抜粋文:
ローブ ポール・ポワレ 1920年頃 藤田真理子、ポール・ジュリアン・アレキサンダー蔵
西洋の伝統から脱却し、モティーフの引用にとどまらず、フォルムや色彩も東洋や中近東のものを参考にしたのが、ファッション・デザイナーのポール・ポワレだ。自らが着用したローブは、中国的なモティーフだけでなく、清朝の皇帝服のような裾広がりのデザインを取り入れている。
アフタヌーン・ドレス《シャンペトル》 ポール・ポワレ 1911年 藤田真理子、ポール・ジュリアン・アレキサンダー蔵
ポール・ポワレ夫人が着用したドレス《シャンペトル》では、首回りのカットやドレスのシルエットに、イスラム圏のワンピースのフォルムを参照している。一方、胸元や袖の部分にはレースを加えてフランス的に仕上げることで、現代的なデザインに再構築した。
1922年にツタンカーメン王墓が発見されると、パリにエジプト・ブームが沸き起こる。これに応じて、ヴァン クリーフ&アーペルはエジプト風のジュエリーを発表し、人気を博した。
左:《エジプト風ブレスレット》 ヴァン クリーフ&アーペル 1924年 ヴァン クリーフ&アーペル蔵、中央:《ターバン留めのブローチ》 同作者 1924年 右:《エジプト風ブローチ》 同作者 1925年
また、植民地となっていたアラブ・インド圏のマハラジャたちは、19世紀後半から国外に出ることを許される。裕福なマハラジャたちはパリに出て、自分たちの宝石を使ってジュエリーを作らせたそうだ。

実施する課題: 抜粋文の「アフタヌーン・ドレス《シャンペトル》 ポール・ポワレ 1911年」から「リーを発表し、人気を博した。」までをすべて、一字一句違えずに書き写してください。

表示情報:
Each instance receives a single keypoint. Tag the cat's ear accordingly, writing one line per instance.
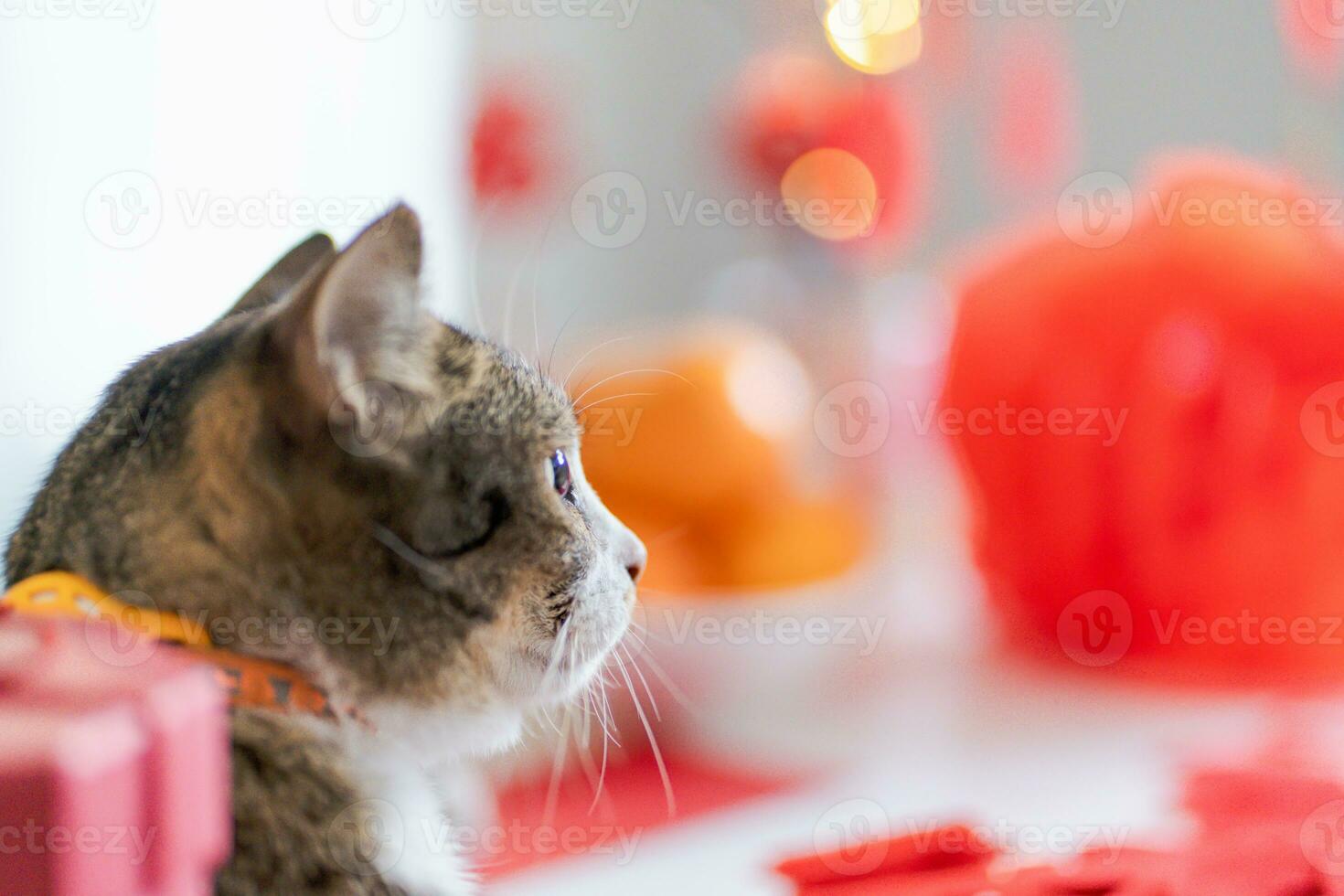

解答:
アフタヌーン・ドレス《シャンペトル》 ポール・ポワレ 1911年 藤田真理子、ポール・ジュリアン・アレキサンダー蔵
ポール・ポワレ夫人が着用したドレス《シャンペトル》では、首回りのカットやドレスのシルエットに、イスラム圏のワンピースのフォルムを参照している。一方、胸元や袖の部分にはレースを加えてフランス的に仕上げることで、現代的なデザインに再構築した。
1922年にツタンカーメン王墓が発見されると、パリにエジプト・ブームが沸き起こる。これに応じて、ヴァン クリーフ&アーペルはエジプト風のジュエリーを発表し、人気を博した。